Tasks and exercises:
1. According to the blog post, how many diaries has the writer kept so far?
2. Write out the blog post from "A record of" to "early 21st century.".

Document:
----

It was recently estimated that there are 360 million blogs in the world. Fortunately, there are currently 7.7 billion people in the world, so the market place isn’t quite as saturated as that first alarming stat might suggest.
This is my first sally forth into the realm of the blogosphere and I’m not even going to attempt to justify why I’m doing it, except perhaps to observe, well, why not?
A record of life
I started keeping diaries of my (more or less) daily doings way back in March 1974, and I haven’t stopped yet, so mine is a life that has been relatively well-documented. There are currently 18 of these diaries, each one running to at least 244 A4 pages. I like to think that they add up to some kind of record of life on Earth in the late 20th and early 21st century.
I’m going to draw, to some extent, on these diaries for my blog entries. The first thing I wrote about on the first page of the very first of my diaries (March 18, 1974) was headlined Why Do We Not Question? It’s still, in my opinion, a good question. Needless to say, as a twenty-something civil servant with a Che Guevara moustache and a fondness for corduroy jackets and loon pants, I didn’t come up with anything remotely resembling a decent answer to the question.

----

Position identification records
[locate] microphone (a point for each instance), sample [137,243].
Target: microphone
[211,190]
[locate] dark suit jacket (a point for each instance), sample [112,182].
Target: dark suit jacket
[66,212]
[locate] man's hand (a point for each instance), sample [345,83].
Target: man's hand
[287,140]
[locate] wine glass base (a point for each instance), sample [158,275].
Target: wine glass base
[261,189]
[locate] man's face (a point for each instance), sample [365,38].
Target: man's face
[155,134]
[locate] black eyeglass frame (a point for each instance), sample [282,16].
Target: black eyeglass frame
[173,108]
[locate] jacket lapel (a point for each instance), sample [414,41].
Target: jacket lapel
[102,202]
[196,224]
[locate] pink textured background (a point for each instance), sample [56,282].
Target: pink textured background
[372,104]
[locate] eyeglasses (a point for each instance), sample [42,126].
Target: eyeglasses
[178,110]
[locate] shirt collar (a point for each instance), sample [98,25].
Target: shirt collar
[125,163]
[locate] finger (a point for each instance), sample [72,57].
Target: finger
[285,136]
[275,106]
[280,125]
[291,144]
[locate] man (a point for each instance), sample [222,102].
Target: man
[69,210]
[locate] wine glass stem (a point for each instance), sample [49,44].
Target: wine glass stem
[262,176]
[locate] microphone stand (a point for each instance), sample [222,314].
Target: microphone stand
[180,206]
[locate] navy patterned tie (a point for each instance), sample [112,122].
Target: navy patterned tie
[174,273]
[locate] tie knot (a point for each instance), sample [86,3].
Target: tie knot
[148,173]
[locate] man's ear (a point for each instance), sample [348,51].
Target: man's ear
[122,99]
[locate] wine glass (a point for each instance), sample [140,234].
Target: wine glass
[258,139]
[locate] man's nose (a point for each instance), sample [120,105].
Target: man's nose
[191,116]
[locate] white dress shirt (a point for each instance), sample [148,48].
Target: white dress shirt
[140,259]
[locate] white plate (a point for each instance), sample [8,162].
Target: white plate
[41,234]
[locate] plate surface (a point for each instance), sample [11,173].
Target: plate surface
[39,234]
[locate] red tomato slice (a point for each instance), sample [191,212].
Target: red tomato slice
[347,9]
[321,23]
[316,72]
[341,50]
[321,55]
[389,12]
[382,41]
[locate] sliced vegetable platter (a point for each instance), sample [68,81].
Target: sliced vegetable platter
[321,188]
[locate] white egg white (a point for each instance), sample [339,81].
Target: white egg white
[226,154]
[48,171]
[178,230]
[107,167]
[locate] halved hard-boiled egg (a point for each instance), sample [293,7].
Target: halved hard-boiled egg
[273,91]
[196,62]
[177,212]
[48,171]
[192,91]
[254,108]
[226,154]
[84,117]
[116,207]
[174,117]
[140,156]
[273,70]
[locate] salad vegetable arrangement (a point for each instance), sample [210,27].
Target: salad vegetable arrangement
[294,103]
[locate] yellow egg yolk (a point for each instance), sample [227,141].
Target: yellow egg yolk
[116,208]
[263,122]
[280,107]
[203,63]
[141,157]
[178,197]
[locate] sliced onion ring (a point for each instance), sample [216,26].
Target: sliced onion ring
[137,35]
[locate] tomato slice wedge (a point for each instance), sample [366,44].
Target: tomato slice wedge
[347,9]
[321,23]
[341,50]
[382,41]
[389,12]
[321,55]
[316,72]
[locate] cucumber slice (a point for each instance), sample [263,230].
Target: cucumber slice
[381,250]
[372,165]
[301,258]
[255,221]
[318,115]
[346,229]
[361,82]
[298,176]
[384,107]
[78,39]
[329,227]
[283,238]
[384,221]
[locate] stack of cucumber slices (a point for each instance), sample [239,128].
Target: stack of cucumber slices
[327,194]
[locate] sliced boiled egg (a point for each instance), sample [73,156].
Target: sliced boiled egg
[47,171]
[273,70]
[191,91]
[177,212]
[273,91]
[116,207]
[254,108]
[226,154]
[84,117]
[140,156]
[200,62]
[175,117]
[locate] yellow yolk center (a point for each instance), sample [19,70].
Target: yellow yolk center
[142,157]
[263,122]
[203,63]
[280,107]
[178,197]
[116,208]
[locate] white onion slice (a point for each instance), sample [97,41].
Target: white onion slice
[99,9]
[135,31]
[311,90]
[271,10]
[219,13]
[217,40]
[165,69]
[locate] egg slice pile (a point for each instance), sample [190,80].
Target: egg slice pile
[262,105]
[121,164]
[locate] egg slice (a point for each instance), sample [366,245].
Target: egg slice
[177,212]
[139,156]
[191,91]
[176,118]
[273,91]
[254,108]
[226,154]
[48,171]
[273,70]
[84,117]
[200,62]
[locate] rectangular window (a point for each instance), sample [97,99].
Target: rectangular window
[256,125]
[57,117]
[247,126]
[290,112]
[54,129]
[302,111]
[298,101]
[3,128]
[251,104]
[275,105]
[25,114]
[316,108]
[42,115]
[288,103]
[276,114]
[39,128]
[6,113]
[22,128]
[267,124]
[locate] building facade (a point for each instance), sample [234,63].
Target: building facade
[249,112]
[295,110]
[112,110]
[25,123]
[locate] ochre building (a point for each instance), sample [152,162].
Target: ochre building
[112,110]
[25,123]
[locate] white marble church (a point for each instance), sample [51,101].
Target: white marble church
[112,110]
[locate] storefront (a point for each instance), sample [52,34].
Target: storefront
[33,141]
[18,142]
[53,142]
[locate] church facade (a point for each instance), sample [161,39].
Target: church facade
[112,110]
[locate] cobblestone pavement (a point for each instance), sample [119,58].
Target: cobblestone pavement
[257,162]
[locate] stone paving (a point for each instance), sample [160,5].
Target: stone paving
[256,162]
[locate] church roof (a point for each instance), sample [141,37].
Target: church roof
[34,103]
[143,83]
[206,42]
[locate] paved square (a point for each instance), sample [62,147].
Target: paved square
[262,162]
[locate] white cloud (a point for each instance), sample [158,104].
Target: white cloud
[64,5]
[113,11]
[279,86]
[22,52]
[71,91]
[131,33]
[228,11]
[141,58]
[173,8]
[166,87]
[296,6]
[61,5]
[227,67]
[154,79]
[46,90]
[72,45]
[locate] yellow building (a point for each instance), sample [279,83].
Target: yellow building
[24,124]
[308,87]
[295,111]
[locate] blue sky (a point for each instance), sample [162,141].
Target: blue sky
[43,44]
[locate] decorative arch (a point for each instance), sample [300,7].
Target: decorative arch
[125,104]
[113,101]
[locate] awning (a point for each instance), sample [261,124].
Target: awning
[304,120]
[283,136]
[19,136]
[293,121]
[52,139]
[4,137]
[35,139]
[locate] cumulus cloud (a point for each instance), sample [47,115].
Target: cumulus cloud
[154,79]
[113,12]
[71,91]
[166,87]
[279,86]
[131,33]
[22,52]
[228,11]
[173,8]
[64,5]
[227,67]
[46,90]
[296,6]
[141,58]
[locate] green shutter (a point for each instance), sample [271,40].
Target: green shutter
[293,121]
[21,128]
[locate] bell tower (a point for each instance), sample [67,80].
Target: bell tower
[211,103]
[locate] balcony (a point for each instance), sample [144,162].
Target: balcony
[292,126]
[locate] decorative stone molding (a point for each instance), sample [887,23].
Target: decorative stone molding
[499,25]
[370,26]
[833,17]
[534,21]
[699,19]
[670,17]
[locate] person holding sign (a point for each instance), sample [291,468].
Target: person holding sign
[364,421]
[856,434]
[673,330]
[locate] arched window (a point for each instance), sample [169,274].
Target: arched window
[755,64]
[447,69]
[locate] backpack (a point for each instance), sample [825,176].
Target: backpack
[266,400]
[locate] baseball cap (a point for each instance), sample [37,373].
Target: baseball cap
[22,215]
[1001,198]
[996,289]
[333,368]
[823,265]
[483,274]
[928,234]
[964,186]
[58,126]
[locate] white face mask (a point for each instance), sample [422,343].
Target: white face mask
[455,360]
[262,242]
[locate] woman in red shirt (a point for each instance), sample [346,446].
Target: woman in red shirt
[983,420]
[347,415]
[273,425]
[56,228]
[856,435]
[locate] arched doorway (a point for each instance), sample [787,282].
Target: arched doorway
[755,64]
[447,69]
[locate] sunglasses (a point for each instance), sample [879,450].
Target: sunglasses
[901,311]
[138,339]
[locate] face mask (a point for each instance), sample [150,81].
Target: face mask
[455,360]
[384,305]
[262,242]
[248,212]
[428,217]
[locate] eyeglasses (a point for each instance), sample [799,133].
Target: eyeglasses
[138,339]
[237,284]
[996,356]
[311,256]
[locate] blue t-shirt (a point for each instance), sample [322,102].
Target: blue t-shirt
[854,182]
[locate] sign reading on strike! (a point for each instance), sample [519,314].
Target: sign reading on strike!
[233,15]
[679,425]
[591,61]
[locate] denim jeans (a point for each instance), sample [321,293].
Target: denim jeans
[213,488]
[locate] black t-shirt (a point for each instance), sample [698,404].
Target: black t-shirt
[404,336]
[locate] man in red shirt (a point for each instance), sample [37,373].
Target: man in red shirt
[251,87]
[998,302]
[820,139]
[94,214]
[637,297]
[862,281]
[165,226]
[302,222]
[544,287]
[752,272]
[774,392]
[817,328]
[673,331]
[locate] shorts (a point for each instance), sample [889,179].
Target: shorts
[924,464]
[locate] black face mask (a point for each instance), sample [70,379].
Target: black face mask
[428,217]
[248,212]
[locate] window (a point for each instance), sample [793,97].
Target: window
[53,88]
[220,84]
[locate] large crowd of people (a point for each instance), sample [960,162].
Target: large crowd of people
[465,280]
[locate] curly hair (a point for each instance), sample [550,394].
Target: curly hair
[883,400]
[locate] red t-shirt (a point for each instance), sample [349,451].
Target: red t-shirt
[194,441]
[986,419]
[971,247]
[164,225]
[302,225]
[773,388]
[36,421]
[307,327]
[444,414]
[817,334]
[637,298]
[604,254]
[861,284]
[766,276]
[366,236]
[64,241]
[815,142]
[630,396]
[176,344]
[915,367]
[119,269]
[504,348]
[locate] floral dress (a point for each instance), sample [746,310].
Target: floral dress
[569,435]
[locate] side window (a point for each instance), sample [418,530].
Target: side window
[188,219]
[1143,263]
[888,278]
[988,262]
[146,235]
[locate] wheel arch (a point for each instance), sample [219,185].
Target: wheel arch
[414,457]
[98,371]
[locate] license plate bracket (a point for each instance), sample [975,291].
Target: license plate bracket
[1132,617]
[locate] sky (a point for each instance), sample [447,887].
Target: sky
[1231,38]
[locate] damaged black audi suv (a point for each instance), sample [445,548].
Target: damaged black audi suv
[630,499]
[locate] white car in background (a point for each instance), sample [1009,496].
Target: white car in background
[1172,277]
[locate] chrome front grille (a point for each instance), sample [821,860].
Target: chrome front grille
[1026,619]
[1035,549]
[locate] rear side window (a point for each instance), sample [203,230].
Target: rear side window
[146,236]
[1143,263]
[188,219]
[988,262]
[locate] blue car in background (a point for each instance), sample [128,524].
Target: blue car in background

----

Results in order:
1. 18

2.
A record of life
I started keeping diaries of my (more or less) daily doings way back in March 1974, and I haven’t stopped yet, so mine is a life that has been relatively well-documented. There are currently 18 of these diaries, each one running to at least 244 A4 pages. I like to think that they add up to some kind of record of life on Earth in the late 20th and early 21st century.